EXCERPT:
= Beginning of Section =
Stable Isotopes, Tissue Assimilation, Enrichment Values
Collaborators: David L. Fox (University of Minnesota) and Kena Fox-Dobbs (University of Puget Sound)
The isotopic signatures of a consumer’s tissues are derived from isotopic signatures of the consumer’s diet. However, not all tissues record diet over the sample time span nor the same aspect of an individual’s diet. For example, dietary proteins are directly routed towards synthesizing a consumer’s proteins such as hair and collagen. Alternatively, carbonate within bioapatite (teeth and bones) records diet over the growth of a tooth and provides a more integrated indication of an individual’s overall bulk diet. My research has begun to address these differences by analyzing tissues from the same individual in order to calculate stable isotope enrichment factors between tissues. Determining the relationship between tissues will provide a complete analysis of diet, but also provide a transfer function between tissues in order to compare studies using differing tissues. Furthermore, these paired analyses will provide insight into metabolic processes and nutritional needs for organisms.
= End of Section =
[Data entries]
= Beginning of Section =
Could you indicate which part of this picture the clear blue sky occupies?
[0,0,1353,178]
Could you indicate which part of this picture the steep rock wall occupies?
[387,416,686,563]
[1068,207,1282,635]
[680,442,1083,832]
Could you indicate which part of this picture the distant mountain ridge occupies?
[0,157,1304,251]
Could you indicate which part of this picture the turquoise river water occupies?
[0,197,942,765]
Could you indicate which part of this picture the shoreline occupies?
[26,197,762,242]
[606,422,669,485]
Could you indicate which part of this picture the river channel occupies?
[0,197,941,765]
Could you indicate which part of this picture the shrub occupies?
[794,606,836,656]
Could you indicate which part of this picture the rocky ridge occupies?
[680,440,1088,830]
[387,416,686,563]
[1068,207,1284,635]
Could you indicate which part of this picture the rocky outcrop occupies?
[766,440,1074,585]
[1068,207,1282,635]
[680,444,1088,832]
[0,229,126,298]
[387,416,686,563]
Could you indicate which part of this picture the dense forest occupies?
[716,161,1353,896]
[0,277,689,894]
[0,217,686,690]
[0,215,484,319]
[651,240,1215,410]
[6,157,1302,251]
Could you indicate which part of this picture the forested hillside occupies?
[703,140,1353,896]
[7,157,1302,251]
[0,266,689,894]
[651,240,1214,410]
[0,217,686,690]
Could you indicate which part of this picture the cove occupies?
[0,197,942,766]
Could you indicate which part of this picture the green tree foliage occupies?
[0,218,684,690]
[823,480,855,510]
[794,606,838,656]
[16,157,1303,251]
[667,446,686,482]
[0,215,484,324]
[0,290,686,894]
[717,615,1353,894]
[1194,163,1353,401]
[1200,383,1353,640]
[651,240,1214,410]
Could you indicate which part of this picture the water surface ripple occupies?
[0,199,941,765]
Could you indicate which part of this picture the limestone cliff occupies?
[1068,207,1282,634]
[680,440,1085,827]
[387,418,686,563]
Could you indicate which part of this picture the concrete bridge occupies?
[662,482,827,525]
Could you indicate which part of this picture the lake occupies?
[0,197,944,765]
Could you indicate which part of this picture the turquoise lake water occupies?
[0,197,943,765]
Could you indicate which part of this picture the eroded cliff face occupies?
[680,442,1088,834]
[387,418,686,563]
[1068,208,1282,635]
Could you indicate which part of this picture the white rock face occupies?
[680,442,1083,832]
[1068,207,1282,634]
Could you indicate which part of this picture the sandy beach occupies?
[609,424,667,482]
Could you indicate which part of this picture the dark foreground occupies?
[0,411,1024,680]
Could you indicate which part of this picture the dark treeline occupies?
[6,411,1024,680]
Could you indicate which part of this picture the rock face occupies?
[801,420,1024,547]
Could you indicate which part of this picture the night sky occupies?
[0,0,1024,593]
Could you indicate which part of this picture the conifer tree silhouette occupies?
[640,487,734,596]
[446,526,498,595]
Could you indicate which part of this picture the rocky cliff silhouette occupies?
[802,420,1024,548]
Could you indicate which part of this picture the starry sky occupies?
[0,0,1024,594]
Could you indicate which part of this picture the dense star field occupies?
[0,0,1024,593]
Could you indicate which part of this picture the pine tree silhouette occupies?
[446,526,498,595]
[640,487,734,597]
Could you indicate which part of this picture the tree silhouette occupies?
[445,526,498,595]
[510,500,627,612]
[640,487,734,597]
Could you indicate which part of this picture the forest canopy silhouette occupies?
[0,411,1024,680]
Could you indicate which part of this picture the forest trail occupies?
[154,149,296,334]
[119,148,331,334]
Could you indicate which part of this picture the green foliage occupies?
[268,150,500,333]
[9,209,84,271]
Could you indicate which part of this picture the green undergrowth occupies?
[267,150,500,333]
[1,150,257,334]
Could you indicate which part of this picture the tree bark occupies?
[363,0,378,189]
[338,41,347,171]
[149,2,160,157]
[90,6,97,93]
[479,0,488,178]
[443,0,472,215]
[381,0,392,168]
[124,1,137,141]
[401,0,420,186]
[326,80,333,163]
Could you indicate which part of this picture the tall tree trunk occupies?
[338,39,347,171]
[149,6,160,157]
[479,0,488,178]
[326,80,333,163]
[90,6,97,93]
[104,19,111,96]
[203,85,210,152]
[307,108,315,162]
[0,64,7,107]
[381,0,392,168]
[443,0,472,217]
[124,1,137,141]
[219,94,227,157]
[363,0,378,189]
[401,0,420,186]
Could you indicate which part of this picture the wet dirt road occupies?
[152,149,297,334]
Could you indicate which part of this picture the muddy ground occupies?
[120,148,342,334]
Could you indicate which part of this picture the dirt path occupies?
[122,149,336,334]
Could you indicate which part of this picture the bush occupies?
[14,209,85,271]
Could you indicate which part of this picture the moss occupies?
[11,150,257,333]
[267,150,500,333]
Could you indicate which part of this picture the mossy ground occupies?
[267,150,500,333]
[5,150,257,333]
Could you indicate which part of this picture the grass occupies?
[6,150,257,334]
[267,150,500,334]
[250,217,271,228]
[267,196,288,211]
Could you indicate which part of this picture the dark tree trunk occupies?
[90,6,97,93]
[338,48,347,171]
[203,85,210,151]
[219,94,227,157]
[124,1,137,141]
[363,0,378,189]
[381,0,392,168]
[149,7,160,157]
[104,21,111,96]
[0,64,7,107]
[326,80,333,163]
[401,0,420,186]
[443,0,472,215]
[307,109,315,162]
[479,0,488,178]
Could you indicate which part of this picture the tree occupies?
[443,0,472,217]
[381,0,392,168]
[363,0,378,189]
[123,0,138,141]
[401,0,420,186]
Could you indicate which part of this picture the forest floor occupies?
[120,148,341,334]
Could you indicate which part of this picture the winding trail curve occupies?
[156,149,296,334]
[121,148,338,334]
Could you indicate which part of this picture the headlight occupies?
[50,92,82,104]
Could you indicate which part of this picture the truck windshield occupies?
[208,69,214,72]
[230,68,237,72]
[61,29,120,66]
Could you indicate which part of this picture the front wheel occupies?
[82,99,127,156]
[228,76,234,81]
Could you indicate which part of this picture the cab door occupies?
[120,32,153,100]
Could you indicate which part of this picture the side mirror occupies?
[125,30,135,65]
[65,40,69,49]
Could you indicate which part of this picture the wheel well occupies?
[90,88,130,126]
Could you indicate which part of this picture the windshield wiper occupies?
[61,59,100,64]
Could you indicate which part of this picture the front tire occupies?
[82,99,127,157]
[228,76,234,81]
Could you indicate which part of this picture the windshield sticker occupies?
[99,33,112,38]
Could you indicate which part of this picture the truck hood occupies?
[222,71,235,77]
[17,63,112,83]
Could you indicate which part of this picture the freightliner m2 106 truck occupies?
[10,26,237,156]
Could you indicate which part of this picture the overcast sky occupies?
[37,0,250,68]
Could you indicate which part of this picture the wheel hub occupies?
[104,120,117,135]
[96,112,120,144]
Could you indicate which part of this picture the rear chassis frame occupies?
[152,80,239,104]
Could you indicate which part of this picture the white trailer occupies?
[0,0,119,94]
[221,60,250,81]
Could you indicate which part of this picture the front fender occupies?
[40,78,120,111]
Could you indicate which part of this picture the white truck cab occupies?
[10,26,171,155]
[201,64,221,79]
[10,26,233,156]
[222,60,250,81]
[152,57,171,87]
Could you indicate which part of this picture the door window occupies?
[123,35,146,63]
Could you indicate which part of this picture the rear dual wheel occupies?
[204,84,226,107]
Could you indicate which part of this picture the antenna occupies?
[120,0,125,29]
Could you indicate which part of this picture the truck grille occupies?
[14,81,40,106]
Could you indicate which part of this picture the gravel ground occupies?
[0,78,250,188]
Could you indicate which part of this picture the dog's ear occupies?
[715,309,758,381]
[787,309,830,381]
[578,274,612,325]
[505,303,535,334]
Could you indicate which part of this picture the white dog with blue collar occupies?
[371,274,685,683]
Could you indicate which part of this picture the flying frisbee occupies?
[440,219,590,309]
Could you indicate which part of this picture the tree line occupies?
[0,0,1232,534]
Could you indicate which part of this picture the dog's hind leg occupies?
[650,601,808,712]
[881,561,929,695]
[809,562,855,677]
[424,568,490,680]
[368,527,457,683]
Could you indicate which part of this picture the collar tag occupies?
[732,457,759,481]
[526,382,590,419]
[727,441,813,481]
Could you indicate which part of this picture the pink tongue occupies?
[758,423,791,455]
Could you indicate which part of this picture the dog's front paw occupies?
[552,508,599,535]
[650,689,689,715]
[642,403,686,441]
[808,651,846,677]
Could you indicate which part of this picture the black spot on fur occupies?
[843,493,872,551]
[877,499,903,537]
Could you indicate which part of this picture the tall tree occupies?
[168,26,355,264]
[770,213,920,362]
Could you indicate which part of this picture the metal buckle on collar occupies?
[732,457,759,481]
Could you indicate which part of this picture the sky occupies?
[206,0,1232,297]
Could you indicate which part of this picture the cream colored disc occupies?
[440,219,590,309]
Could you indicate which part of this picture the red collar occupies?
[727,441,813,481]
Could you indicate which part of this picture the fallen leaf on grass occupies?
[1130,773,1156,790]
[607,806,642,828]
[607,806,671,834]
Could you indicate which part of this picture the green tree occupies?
= End of Section =
WORK INSTRUCTIONS:
(a) Answer these questions from the stable isotope excerpt:
(i) Which two collaborators are named, and with which universities?
(ii) Which tissues are given as examples of consumer proteins built directly from dietary proteins?
(iii) Over what period does carbonate within bioapatite record diet?
(b) Turn the paragraph in the stable isotope excerpt that begins "The isotopic signatures of a consumer’s tissues" into a short bulleted list that keeps its main facts.
This material has nothing to do with the stable isotope excerpt.

ACTIVITY ANSWERS:
(a)
(i) David L. Fox (University of Minnesota) and Kena Fox-Dobbs (University of Puget Sound).
(ii) Hair and collagen.
(iii) Over the growth of a tooth.

(b)
- A consumer's tissue isotopic signatures come from the isotopic signatures of its diet.
- Tissues differ in the time span and the aspect of diet they record.
- Dietary proteins go directly into building proteins such as hair and collagen.
- Carbonate in bioapatite (teeth and bones) records diet over a tooth's growth and reflects overall bulk diet.
- The research analyzes tissues from the same individual to calculate enrichment factors between tissues.
- This work aims to give a complete analysis of diet and a transfer function for comparing studies that use different tissues.
- The paired analyses will also shed light on organisms' metabolic processes and nutritional needs.